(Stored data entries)
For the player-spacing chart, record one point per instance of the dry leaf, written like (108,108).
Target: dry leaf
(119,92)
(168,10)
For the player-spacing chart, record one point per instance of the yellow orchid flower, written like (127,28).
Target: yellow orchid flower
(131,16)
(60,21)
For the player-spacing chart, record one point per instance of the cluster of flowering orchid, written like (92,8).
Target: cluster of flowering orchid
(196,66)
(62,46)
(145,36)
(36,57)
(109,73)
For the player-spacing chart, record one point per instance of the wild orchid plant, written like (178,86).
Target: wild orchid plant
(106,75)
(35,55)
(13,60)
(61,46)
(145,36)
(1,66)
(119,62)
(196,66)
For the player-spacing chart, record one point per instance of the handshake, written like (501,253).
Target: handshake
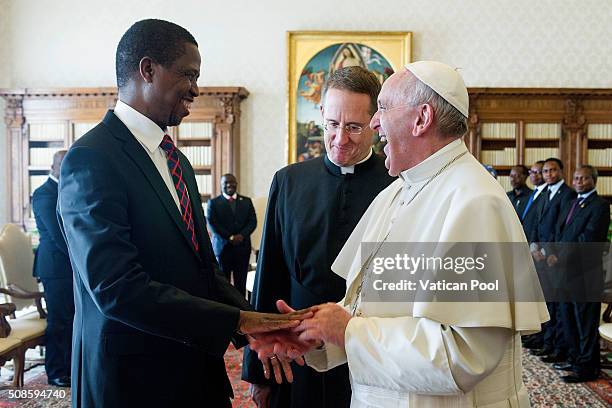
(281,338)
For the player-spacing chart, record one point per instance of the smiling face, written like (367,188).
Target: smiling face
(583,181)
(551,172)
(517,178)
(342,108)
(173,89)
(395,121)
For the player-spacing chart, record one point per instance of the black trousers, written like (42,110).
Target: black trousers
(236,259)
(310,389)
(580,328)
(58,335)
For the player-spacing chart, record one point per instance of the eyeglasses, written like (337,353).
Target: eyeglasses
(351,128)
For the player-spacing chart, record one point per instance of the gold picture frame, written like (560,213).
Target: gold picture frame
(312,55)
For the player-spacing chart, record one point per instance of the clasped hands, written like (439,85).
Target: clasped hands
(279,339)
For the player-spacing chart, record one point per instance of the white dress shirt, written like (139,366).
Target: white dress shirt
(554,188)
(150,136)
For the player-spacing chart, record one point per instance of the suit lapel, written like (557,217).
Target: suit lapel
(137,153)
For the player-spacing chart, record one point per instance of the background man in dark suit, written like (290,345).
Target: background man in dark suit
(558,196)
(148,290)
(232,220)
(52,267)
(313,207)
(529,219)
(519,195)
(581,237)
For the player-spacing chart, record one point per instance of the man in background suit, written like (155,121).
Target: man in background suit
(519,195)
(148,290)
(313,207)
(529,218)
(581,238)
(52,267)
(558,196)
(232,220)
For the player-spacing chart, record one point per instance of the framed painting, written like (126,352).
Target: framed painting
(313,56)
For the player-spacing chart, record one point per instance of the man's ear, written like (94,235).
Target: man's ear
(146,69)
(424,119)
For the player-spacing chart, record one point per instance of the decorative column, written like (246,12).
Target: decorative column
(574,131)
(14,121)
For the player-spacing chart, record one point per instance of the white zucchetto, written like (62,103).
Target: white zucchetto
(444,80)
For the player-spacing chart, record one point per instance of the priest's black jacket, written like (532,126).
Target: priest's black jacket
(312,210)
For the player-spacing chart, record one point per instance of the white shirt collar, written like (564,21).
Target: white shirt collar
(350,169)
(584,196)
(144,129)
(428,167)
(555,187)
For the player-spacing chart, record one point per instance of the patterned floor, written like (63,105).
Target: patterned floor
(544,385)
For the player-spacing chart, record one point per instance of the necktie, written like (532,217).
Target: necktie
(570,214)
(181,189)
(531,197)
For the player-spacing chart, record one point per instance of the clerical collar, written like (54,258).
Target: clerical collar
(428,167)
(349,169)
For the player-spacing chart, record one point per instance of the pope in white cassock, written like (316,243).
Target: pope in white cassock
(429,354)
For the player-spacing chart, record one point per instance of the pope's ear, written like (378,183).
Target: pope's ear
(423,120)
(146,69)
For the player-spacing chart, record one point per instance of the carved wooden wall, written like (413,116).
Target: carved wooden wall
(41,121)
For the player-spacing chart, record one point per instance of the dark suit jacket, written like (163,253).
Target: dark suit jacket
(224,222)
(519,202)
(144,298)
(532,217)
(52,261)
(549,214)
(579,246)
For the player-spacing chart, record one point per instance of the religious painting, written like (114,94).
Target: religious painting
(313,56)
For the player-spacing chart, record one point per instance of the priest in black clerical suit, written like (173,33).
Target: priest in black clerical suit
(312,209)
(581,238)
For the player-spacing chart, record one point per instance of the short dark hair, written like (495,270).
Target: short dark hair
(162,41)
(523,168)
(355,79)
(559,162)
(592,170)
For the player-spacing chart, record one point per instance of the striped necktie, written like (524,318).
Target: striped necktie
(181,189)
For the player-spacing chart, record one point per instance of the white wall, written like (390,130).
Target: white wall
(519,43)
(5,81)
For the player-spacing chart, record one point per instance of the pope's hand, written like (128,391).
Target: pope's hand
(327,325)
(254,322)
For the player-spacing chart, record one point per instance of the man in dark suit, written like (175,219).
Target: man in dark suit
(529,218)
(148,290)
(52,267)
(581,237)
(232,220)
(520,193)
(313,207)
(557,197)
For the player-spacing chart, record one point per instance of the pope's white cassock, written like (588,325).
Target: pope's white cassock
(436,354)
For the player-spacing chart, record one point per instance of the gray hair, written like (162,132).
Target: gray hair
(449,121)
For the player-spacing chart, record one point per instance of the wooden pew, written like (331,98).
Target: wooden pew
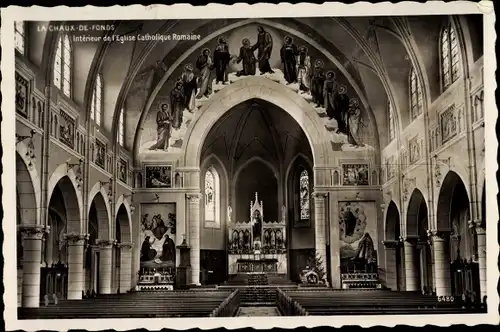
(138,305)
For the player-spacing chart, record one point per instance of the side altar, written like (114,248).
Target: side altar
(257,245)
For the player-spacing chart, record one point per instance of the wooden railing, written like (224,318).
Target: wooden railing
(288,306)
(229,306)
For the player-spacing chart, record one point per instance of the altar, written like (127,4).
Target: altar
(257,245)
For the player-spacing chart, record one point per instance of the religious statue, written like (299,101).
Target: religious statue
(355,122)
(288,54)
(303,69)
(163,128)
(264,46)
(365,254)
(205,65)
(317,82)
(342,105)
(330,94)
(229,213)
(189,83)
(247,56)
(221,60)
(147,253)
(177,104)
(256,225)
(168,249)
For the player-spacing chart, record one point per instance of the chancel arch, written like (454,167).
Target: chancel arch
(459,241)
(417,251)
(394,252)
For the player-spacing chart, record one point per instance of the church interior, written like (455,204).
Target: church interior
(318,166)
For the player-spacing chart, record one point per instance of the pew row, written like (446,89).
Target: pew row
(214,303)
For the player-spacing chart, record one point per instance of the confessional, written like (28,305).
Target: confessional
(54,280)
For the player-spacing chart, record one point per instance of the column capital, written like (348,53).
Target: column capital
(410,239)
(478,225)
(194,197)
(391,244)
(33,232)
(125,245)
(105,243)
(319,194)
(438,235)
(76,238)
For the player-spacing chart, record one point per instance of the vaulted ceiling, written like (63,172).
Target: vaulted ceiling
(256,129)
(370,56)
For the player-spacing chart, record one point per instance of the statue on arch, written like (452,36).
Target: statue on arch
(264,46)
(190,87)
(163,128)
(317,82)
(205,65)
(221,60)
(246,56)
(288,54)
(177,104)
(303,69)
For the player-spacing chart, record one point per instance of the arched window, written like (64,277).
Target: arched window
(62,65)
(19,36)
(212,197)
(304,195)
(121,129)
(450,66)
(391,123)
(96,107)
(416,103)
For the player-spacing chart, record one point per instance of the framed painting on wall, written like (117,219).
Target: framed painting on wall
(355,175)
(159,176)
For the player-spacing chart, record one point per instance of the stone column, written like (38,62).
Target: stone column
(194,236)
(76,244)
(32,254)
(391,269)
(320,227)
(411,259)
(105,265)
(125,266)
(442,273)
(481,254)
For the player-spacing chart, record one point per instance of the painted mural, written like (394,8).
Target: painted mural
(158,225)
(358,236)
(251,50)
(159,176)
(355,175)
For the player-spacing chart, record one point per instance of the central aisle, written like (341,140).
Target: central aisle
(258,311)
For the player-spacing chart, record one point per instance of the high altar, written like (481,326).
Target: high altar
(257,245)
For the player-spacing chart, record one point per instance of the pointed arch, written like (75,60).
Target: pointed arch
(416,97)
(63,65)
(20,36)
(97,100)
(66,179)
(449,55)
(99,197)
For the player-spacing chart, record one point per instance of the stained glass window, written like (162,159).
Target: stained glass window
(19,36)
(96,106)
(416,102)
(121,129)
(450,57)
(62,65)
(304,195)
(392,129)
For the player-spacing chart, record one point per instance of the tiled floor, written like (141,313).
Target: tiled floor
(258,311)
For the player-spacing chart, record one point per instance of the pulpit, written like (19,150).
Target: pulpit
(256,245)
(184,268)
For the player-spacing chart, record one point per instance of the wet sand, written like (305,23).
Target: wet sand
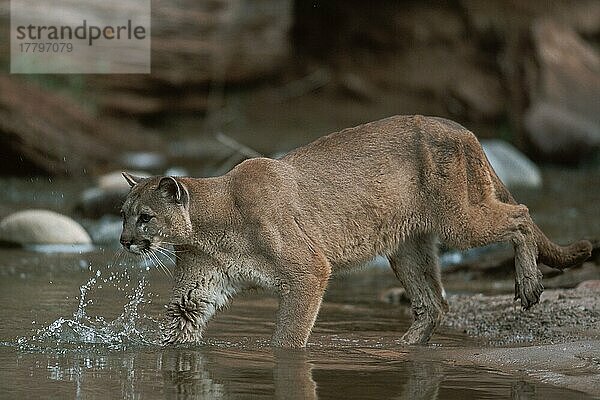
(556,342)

→ **Aim of the task**: Your response must consist of the lines from the beginning of the data through the line containing "written like (337,353).", transcribed exactly, with no pictures.

→ **Answer to this problem**:
For the player-spacing chart, record one point per instance of the dry leaf, written like (108,108).
Target: dry leaf
(119,92)
(168,10)
For the player-spacing chart, record one point per instance of the yellow orchid flower, written like (127,28).
Target: yellow orchid flower
(131,16)
(60,21)
For the player-spacing chart, record one point per instance of the cluster of flowering orchid, written like (92,8).
Target: cluster of flowering orchid
(196,66)
(62,46)
(145,36)
(36,57)
(109,73)
For the player-spacing chart, record one point per instance of the wild orchid plant, written like (178,86).
Target: wild orchid plant
(106,75)
(35,55)
(13,60)
(61,46)
(145,36)
(1,66)
(119,62)
(196,66)
For the player-spacing chart, record one point per instance of the handshake, written like (501,253).
Target: handshake
(281,338)
For the player-spacing chart, record one point per instance of the smiling face, written like (367,188).
Target: smiling face
(583,181)
(551,172)
(517,178)
(342,108)
(173,89)
(395,121)
For the player-spacing chart, record one point per instance of the black trousers, written like (42,110).
Target: black trousers
(236,259)
(310,389)
(580,328)
(58,335)
For the player-spacing chart, record one point per instance of the eyeglasses, written like (337,353).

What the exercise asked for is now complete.